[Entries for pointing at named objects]
------------------------------------------------------------

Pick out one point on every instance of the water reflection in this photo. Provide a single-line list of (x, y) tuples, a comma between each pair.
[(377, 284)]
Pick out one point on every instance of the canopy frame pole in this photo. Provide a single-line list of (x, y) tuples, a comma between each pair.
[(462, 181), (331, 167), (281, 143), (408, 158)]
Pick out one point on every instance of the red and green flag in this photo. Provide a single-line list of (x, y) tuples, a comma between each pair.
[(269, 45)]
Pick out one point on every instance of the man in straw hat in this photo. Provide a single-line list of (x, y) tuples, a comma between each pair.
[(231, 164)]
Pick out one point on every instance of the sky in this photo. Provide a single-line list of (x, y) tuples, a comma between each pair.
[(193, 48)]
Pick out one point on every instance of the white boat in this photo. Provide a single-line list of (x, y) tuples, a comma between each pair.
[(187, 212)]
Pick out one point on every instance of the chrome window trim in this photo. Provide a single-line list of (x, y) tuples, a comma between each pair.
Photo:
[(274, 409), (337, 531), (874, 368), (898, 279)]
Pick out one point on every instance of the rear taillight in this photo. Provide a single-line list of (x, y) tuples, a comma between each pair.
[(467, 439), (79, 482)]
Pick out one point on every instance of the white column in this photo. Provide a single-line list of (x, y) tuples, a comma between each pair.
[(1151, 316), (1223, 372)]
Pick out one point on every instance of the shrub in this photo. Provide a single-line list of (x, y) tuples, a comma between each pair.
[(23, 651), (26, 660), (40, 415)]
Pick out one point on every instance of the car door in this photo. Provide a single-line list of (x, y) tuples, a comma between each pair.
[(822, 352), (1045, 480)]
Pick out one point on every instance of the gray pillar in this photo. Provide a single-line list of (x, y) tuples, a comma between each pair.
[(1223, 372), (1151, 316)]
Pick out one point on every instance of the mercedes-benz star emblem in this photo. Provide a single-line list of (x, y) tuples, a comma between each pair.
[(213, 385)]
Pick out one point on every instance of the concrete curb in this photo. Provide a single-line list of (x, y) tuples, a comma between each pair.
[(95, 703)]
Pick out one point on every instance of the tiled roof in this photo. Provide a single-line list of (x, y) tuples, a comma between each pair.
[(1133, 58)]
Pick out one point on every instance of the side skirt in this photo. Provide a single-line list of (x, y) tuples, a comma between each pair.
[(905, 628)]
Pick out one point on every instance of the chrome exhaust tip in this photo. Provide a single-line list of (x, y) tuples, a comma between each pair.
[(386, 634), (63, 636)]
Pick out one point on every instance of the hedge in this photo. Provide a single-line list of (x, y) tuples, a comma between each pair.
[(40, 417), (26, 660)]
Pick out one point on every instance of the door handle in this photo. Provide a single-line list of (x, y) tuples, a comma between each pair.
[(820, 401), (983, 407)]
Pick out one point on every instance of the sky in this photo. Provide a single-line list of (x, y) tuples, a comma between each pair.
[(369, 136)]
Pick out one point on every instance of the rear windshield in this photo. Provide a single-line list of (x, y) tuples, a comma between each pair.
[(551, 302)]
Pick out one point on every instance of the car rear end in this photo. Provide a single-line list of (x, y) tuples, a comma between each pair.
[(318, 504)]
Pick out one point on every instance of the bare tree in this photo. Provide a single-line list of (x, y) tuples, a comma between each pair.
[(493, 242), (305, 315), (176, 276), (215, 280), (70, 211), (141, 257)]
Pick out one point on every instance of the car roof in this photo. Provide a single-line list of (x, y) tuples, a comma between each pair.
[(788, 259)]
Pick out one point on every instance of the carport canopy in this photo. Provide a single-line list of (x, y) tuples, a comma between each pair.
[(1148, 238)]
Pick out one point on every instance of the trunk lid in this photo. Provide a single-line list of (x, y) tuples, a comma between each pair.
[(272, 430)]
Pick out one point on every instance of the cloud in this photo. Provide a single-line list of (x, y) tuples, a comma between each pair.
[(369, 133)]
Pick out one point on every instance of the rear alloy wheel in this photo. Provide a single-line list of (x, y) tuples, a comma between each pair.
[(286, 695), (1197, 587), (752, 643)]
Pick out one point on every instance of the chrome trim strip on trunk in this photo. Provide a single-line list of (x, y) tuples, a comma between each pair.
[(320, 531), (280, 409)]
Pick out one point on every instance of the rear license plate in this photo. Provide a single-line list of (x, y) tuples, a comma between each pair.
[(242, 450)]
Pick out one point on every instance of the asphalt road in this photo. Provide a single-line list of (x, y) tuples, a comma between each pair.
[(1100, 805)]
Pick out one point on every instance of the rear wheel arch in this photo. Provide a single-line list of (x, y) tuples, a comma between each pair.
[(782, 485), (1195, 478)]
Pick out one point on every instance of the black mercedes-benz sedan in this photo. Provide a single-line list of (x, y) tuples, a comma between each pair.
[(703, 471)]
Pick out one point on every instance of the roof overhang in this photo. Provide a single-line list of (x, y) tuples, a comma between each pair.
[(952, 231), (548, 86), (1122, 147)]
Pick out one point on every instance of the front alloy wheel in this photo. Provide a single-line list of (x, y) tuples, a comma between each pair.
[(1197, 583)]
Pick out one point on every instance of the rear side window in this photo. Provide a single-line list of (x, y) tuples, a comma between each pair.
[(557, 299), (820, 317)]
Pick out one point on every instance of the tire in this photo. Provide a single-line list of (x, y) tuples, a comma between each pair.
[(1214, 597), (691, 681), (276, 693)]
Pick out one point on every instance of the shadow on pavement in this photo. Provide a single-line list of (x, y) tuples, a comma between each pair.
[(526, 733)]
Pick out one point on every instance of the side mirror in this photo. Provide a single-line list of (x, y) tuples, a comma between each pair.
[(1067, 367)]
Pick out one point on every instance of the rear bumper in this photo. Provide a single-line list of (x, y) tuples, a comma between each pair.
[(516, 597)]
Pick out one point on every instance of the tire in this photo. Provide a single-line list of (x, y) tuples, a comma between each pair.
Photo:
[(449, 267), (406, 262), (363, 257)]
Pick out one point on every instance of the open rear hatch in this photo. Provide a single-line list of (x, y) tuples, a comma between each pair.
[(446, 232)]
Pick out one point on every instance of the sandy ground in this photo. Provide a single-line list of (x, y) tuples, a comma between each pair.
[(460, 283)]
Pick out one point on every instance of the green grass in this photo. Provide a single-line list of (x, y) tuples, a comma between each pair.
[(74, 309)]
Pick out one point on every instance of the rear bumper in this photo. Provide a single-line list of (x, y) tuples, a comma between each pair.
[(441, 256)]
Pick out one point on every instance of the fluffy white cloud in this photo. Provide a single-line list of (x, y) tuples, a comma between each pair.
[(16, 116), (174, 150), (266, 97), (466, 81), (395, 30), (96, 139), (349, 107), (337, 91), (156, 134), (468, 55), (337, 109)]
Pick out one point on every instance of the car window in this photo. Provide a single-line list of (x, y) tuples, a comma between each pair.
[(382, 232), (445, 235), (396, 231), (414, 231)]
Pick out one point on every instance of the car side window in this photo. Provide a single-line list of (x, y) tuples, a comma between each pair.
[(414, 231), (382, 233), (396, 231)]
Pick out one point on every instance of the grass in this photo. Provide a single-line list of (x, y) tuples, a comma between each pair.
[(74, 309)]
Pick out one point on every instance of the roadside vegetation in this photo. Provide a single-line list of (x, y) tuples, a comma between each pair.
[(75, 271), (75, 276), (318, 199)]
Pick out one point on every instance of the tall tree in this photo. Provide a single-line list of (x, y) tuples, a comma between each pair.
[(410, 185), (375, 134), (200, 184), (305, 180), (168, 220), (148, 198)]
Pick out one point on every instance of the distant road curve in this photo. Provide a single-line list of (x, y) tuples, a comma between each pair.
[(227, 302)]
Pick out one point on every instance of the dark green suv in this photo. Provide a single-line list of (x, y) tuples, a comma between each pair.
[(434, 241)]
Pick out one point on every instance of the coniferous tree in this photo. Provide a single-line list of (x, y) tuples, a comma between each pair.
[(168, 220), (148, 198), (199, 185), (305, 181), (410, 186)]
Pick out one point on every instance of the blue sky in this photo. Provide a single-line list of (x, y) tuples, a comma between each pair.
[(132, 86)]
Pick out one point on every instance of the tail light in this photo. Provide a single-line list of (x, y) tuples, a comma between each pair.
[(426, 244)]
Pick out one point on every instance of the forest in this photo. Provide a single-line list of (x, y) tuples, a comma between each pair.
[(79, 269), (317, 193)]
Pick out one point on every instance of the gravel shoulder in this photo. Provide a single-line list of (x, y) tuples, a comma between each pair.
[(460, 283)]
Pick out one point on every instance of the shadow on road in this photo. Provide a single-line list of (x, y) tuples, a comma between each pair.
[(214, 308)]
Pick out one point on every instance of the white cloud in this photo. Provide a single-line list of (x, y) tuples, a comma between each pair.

------------------------------------------------------------

Can you copy out, word for word, the stretch of entries from the line containing "Pick out one point on every instance of the rear side" through the line containing "[(441, 256)]"?

Pick out one point on every instance of the rear side window in this photo. Provide a single-line list of (x, y) tuples, a comma between each pair.
[(557, 299), (820, 317)]
Pick out one point on every instance of the tire in this photo. Provide a single-line list of (x, y) tuples, a comma between each pair.
[(1214, 597), (691, 681), (276, 693)]
Pick out one point on every instance of the shadow on pavement in this photo. Provide a single-line list of (x, y) tuples, a comma between each pair.
[(526, 733)]
Pick out one point on every instance of the side mirror in this photo. Provide a single-line list of (x, y) tuples, a comma between each pair.
[(1067, 367)]
Pick out one point on every instance of the rear bumper in this photo. Provide a single-line list of (x, y) tuples, a comma between each pair.
[(516, 597)]
Pick out one point on every instance of the tire in this photo. Provide a single-line list of (x, y) tuples, a comma between each pair.
Photo:
[(449, 267), (406, 262), (363, 257)]
Pick out one point on every instance of the open rear hatch in this photo. Provide a single-line list of (x, y) tuples, a comma between each pair.
[(446, 232)]
Pick out one point on every instance of the sandy ground in this photo. Provide a single-line list of (x, y) tuples, a comma between each pair.
[(460, 283)]
Pick out one point on every instance of the green grass in this photo. Provide a single-line list of (x, y) tuples, a comma between each pair.
[(74, 309)]
Pick out one point on every instance of the rear bumper in this photo. Provide a single-line list of (x, y) tuples, a comma between each pair.
[(441, 256)]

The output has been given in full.